EXERCISE GOAL:
Identify every line below that contains the string "crosier", matching case exactly, and copy each such line in full.

SUPPLIED RECORDS:

.....

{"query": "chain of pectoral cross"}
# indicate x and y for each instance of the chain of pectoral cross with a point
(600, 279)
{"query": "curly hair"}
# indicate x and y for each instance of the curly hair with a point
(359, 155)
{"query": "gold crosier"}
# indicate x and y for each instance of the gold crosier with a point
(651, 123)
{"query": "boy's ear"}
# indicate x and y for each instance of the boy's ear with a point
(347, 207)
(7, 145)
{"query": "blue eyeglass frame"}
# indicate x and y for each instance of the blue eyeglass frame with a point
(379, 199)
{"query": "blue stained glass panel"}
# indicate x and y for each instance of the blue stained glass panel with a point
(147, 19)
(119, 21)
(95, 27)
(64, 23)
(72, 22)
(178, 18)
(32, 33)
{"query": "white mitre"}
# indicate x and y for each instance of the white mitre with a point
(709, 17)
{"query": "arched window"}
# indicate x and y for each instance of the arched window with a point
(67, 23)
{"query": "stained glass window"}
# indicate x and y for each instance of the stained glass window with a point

.....

THE RESPONSE:
{"query": "gold crosier"}
# indicate x and y for each instance of the gold crosier with a point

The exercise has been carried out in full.